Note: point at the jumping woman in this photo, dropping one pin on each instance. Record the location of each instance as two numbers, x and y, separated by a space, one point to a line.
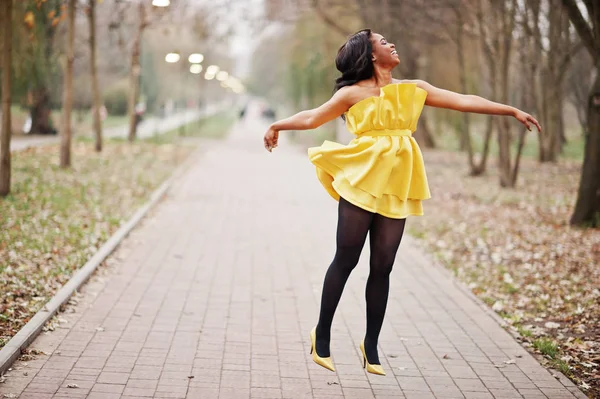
378 178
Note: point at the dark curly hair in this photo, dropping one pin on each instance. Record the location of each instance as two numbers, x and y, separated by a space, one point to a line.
354 59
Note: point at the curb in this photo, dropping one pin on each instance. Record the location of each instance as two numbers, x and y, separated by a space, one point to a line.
12 350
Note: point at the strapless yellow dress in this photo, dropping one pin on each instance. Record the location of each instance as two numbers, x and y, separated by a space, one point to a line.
382 169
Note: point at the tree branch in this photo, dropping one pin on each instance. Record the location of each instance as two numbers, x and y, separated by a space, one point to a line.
328 20
582 27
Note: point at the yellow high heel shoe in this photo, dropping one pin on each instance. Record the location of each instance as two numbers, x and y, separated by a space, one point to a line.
321 361
371 368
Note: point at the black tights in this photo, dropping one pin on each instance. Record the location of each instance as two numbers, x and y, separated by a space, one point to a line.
384 238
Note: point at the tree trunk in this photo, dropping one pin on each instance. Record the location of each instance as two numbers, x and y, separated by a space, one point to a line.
465 134
40 111
96 101
66 133
480 168
504 132
587 208
134 73
5 133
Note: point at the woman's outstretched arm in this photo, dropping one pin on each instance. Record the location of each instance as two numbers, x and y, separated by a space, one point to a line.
441 98
310 119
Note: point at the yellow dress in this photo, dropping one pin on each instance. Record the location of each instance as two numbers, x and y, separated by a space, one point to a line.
381 170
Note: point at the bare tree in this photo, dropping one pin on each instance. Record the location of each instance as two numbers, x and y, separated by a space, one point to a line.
504 14
547 55
96 98
587 208
134 73
66 134
5 133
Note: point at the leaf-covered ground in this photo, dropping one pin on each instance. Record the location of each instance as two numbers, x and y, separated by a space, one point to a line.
56 219
515 250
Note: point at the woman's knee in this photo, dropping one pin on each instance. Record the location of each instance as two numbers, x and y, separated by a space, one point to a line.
347 257
381 264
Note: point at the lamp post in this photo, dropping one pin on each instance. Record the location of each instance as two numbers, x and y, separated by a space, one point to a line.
195 67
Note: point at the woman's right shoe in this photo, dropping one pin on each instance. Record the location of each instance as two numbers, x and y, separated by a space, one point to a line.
321 361
371 368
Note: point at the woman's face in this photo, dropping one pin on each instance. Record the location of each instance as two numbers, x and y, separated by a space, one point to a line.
384 53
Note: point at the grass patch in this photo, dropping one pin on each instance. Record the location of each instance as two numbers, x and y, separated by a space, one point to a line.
524 332
546 346
562 366
54 220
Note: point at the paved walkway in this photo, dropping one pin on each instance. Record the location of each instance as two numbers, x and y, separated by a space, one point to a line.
215 294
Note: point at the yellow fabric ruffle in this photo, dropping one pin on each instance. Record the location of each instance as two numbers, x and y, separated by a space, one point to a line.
382 169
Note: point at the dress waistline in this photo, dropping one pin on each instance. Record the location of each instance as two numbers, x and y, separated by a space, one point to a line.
386 132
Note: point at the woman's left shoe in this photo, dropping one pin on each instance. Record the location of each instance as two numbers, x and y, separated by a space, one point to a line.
371 368
321 361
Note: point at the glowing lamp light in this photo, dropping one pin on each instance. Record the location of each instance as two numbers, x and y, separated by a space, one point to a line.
172 58
222 76
212 70
161 3
196 69
195 58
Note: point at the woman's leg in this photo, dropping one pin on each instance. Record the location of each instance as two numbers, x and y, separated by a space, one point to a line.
353 225
384 238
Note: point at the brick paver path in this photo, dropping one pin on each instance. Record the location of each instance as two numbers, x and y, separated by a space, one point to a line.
222 283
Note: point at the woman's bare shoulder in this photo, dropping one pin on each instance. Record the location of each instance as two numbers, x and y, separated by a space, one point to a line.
353 93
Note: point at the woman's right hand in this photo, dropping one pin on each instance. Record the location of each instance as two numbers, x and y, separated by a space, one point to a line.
271 138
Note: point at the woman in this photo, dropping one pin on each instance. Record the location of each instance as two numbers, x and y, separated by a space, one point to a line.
379 178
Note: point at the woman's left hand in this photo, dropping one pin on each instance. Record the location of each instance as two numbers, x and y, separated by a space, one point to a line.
527 120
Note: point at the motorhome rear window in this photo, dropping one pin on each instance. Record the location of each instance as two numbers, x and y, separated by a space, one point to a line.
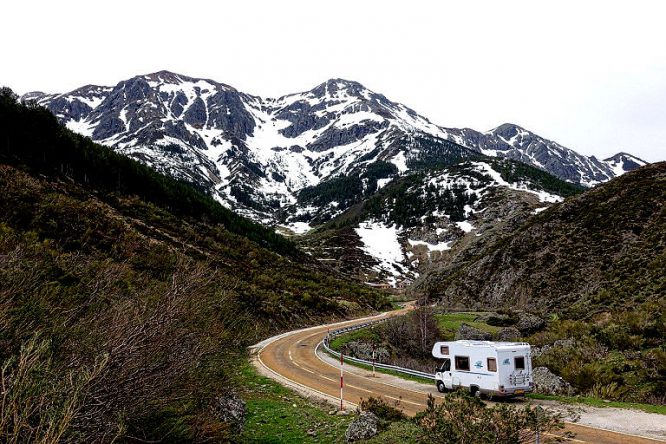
462 363
519 362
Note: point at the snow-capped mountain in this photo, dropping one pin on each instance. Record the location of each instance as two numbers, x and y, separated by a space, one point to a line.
256 155
435 218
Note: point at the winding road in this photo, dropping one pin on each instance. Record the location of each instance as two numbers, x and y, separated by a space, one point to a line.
293 360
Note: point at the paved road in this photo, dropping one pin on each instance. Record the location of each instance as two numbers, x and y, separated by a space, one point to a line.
292 360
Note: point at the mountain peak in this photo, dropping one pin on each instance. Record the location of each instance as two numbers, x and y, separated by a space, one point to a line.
334 87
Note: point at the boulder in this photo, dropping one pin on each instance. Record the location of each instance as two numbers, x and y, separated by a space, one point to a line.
466 331
548 383
231 409
510 334
496 319
365 426
529 323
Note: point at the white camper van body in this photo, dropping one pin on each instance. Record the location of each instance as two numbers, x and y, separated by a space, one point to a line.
501 369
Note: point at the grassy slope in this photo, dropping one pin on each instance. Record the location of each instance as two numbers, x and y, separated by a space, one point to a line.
449 323
598 251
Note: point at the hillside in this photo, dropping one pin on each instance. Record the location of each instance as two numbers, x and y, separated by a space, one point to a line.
602 250
127 304
258 155
431 217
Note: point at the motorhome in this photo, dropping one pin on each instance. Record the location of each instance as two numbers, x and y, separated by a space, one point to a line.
494 369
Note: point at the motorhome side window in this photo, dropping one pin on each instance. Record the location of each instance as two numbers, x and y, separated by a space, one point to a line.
519 362
462 363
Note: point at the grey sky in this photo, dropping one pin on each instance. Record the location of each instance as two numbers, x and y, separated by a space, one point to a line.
590 75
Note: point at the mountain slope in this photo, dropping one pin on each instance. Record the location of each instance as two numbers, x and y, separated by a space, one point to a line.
602 250
126 307
255 155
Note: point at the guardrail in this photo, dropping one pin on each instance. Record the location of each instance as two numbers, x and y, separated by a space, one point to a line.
407 371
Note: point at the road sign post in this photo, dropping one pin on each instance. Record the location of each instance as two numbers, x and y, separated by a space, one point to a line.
342 384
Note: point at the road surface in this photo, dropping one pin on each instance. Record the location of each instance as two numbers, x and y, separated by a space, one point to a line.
292 360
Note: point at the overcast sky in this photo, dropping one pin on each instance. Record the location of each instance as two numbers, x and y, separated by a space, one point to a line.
589 75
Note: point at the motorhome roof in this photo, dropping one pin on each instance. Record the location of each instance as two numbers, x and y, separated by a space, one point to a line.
493 344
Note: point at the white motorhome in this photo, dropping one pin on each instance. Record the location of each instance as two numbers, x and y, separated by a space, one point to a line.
495 369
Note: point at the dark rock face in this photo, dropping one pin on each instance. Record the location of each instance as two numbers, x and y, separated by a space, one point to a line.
514 142
334 136
328 124
231 409
466 331
529 323
548 383
365 426
509 334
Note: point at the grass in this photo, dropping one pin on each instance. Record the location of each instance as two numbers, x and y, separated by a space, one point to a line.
449 323
363 334
276 414
596 402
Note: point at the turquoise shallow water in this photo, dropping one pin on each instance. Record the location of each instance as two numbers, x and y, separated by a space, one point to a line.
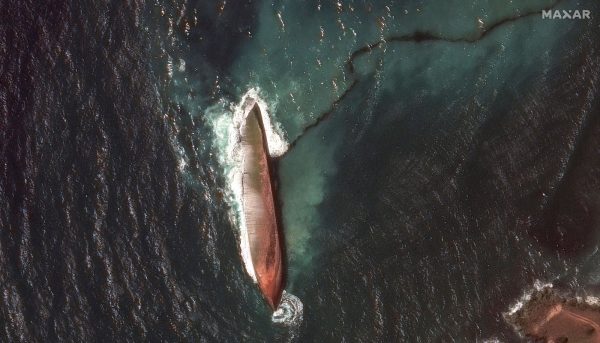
417 209
436 159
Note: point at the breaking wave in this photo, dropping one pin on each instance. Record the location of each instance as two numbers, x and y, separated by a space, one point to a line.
290 311
226 119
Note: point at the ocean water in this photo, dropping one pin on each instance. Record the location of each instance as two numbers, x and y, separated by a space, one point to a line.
436 161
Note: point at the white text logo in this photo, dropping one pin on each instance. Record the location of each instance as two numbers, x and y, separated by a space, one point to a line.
566 14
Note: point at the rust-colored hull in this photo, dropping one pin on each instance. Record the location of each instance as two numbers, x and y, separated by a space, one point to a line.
260 213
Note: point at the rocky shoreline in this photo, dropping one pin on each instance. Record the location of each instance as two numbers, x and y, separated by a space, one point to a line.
549 316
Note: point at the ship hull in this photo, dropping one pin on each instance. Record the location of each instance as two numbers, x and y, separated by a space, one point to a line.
259 209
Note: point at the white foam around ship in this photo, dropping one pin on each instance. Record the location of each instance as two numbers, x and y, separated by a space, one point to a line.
226 120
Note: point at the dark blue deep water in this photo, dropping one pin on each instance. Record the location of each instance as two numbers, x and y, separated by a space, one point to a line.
443 157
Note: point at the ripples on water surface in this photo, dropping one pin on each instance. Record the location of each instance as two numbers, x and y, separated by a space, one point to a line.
454 166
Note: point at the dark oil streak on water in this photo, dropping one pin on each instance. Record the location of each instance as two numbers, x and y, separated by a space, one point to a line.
416 37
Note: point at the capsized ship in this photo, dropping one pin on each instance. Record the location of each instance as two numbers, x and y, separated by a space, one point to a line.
259 208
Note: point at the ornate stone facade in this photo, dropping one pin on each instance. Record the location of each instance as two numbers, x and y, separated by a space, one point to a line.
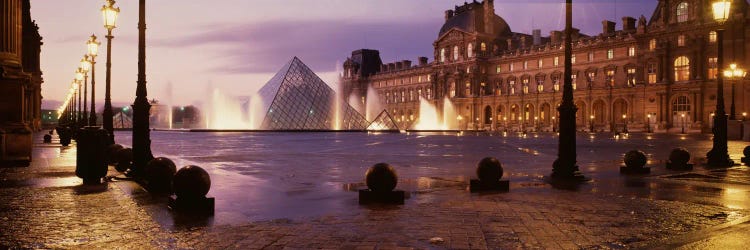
658 72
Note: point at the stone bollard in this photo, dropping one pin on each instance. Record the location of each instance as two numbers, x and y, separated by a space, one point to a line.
159 174
381 179
678 160
489 172
190 185
90 163
635 162
123 159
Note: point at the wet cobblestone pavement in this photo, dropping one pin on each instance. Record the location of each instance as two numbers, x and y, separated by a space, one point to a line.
45 206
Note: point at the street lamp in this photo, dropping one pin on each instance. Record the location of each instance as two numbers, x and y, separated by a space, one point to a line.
719 156
93 49
733 73
141 134
109 16
85 67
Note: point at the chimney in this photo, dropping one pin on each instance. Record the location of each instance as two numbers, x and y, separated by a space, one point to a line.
608 27
537 34
448 14
628 23
556 37
406 64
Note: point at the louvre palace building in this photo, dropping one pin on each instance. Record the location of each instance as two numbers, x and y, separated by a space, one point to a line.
656 74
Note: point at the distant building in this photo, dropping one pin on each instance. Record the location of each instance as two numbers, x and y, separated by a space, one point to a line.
659 71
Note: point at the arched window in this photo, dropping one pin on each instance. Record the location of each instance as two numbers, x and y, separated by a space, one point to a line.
682 69
681 104
682 12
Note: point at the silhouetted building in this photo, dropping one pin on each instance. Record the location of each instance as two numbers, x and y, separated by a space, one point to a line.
659 69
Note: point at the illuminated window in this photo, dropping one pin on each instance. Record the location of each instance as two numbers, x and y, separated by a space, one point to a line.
631 77
682 12
681 40
682 69
651 71
712 67
652 44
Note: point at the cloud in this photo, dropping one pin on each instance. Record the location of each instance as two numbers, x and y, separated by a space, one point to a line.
264 47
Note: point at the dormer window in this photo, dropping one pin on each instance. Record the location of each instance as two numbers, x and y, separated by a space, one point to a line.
682 12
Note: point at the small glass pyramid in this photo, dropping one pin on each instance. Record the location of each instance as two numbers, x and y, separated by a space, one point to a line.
297 99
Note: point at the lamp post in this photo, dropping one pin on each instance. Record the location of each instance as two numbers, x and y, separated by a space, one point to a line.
719 156
565 168
109 15
93 49
85 67
683 122
733 73
141 135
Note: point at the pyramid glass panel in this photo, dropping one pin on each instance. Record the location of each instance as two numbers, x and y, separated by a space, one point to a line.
297 99
383 121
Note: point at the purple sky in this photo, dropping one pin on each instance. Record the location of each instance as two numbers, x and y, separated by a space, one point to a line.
196 45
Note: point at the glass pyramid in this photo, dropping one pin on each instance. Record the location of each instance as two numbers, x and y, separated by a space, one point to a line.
297 99
383 121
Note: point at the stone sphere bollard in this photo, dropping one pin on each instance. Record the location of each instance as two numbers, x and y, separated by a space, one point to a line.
110 154
191 182
679 157
123 159
635 159
489 169
381 177
160 172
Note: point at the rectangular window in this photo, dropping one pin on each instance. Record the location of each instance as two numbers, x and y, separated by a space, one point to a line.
651 71
712 69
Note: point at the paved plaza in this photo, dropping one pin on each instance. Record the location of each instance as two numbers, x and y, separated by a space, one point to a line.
302 196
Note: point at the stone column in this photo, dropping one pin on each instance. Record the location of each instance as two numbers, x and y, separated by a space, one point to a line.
15 135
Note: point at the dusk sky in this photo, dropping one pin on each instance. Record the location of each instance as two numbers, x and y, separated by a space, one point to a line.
237 45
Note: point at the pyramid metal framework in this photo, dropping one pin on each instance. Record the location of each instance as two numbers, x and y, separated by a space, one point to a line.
384 121
297 99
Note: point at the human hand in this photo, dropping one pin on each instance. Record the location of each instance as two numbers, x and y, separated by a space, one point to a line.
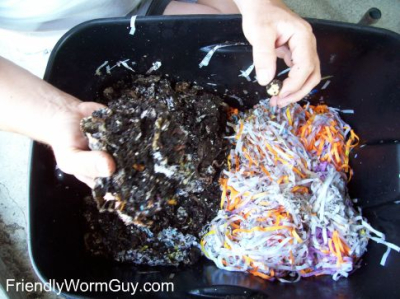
71 146
275 31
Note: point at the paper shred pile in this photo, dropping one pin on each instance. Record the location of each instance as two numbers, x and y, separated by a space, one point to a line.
285 212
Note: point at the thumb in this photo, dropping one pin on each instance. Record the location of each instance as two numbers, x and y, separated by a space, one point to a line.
85 163
264 55
87 108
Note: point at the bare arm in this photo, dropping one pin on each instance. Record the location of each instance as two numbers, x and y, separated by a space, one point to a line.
34 108
274 31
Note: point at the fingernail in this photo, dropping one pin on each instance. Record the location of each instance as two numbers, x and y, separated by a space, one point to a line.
284 95
264 76
103 168
273 101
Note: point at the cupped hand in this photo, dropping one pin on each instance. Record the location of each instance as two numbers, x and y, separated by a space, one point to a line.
275 31
71 146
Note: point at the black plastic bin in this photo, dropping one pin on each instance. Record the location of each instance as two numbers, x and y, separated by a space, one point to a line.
365 65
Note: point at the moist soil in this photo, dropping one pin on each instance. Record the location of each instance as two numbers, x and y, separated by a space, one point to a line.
167 140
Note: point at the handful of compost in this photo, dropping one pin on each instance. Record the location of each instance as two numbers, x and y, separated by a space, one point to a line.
167 142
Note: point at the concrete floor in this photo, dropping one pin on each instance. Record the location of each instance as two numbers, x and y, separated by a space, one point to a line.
14 149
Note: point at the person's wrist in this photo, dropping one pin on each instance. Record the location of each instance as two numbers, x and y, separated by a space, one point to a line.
64 115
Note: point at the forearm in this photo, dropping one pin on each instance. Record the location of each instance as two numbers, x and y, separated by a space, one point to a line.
29 105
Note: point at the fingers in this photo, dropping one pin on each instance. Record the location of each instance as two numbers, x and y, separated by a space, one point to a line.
305 71
284 53
264 56
90 164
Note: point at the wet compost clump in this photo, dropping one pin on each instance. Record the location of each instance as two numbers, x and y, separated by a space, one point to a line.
168 144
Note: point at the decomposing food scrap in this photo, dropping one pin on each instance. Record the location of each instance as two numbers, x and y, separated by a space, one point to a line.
168 144
285 211
274 87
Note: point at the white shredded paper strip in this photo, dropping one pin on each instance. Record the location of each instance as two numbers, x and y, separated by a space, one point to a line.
347 111
156 66
385 256
207 58
98 73
133 26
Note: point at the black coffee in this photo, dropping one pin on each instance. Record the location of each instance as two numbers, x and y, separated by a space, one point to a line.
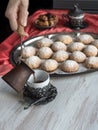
38 81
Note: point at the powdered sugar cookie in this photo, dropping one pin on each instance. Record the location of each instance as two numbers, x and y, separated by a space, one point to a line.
58 46
95 43
60 56
49 65
78 56
86 38
69 66
76 46
66 39
90 50
45 52
91 62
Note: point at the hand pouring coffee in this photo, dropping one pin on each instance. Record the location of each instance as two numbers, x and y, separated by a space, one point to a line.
17 78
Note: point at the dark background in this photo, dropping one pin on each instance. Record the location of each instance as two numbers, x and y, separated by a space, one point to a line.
34 5
5 30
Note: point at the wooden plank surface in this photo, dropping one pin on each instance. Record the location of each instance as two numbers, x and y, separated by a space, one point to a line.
75 107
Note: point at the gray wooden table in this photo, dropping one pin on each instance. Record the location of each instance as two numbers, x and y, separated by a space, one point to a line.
74 108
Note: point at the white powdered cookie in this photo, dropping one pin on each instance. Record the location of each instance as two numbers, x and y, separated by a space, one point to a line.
60 56
49 65
95 43
28 51
90 50
66 39
58 46
45 52
86 38
91 62
69 66
78 56
33 62
44 42
76 46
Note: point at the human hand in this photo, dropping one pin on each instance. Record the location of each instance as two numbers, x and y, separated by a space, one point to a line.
17 13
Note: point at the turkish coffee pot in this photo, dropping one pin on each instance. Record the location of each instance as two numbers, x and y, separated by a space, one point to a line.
18 76
75 18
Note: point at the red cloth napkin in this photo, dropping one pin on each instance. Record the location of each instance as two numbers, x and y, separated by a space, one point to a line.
13 40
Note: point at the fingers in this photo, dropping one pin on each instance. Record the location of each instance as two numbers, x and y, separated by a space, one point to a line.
21 31
23 14
17 12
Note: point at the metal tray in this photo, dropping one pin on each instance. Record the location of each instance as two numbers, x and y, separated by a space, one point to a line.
32 41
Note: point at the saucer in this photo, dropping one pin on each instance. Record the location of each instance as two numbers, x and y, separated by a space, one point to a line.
84 25
48 96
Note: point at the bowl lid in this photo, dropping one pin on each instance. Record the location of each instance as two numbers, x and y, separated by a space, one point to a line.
76 11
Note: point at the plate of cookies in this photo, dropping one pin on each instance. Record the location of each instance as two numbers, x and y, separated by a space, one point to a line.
60 53
46 21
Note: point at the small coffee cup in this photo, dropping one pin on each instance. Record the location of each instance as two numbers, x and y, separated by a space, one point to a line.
39 79
38 84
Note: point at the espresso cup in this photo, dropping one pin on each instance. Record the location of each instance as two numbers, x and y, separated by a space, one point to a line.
39 79
38 85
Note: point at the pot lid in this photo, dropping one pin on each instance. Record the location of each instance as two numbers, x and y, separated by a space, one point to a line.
76 11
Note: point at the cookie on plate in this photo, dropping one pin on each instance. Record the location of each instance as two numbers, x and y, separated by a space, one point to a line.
95 43
60 56
91 62
90 50
76 46
66 39
78 56
44 52
69 66
85 38
33 62
44 42
49 65
58 46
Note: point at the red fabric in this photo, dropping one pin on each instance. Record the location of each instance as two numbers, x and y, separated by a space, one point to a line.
13 40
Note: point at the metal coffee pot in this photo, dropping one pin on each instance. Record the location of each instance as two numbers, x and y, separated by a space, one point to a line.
75 18
18 76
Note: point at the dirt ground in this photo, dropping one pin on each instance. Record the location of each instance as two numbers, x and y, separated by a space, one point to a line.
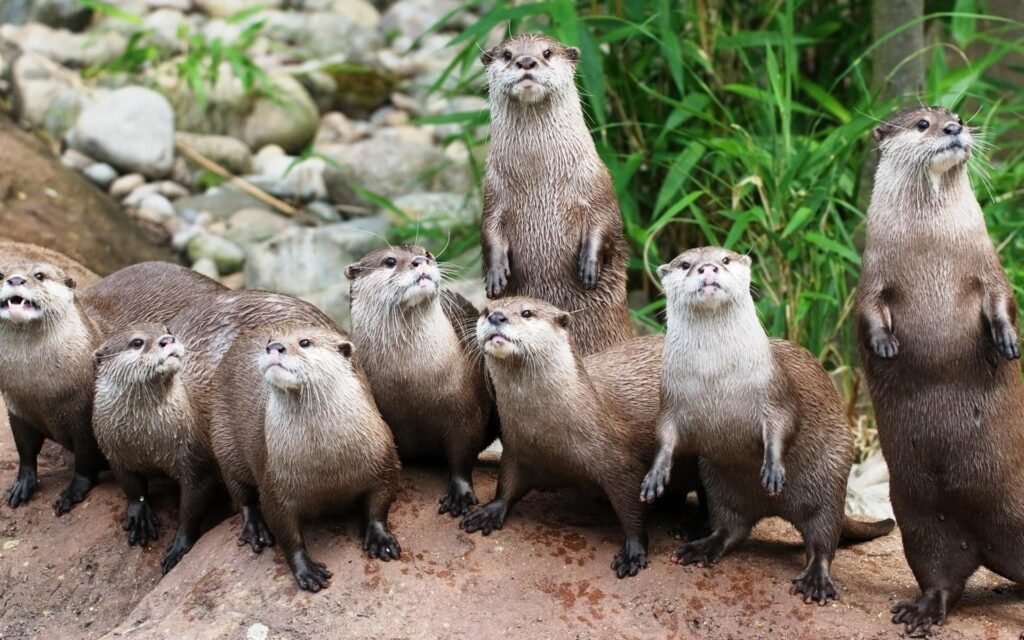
545 576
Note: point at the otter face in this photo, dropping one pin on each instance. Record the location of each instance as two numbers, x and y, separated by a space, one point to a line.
291 357
33 291
707 278
518 327
529 68
139 354
933 137
407 275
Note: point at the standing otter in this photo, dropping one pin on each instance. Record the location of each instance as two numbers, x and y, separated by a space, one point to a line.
937 326
568 420
155 387
300 430
551 225
761 414
417 346
48 334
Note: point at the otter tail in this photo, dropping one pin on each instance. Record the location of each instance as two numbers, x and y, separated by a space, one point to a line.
858 530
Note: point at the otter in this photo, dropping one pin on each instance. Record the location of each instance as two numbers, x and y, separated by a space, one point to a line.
569 420
551 226
938 333
48 333
299 433
417 345
155 386
762 415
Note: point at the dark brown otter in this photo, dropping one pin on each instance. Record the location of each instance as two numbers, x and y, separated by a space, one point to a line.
568 420
762 415
937 321
551 226
155 386
298 434
417 344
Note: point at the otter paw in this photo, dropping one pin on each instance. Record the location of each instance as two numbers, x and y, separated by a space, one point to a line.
815 586
704 552
73 494
140 522
380 543
922 613
254 531
630 559
458 500
772 477
23 488
310 574
489 517
885 345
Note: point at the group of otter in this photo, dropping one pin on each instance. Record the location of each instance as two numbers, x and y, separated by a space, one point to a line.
159 371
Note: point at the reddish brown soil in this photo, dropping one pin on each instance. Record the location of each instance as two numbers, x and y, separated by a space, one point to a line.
546 576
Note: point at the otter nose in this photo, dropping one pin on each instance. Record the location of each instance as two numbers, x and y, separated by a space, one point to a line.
526 62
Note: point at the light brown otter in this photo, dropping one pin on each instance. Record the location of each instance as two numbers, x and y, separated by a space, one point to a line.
762 415
417 344
937 322
567 420
152 411
551 225
300 430
48 333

--------------------

The problem:
Write out, word for word, every line from the one containing "Note: point at the group" through the last line of the records above.

Completed task:
Note: point at the group of otter in this photo, dropping one pin on each instance. Record the location of each instance as two numbers, x and y, separated by a space, one point to a line.
159 371
Note: point at the reddish brown soil in this photo, dropping one pin on each instance. Record the location of each instance as two numbers, x and y, separated by a space, one point to a line.
546 576
Note: point at the otter nose in this photo, dropping one pin on each instance. Record the location of each instance as two numbers, x and y, separated by a space, one point to a line.
526 62
Note: point at the light brown otter in this photo, dropping one pin on each instance. Record the location of each instance as two numbers, x and y, separated by a space, one point to a line.
762 415
417 344
937 322
567 420
152 411
551 225
300 430
48 333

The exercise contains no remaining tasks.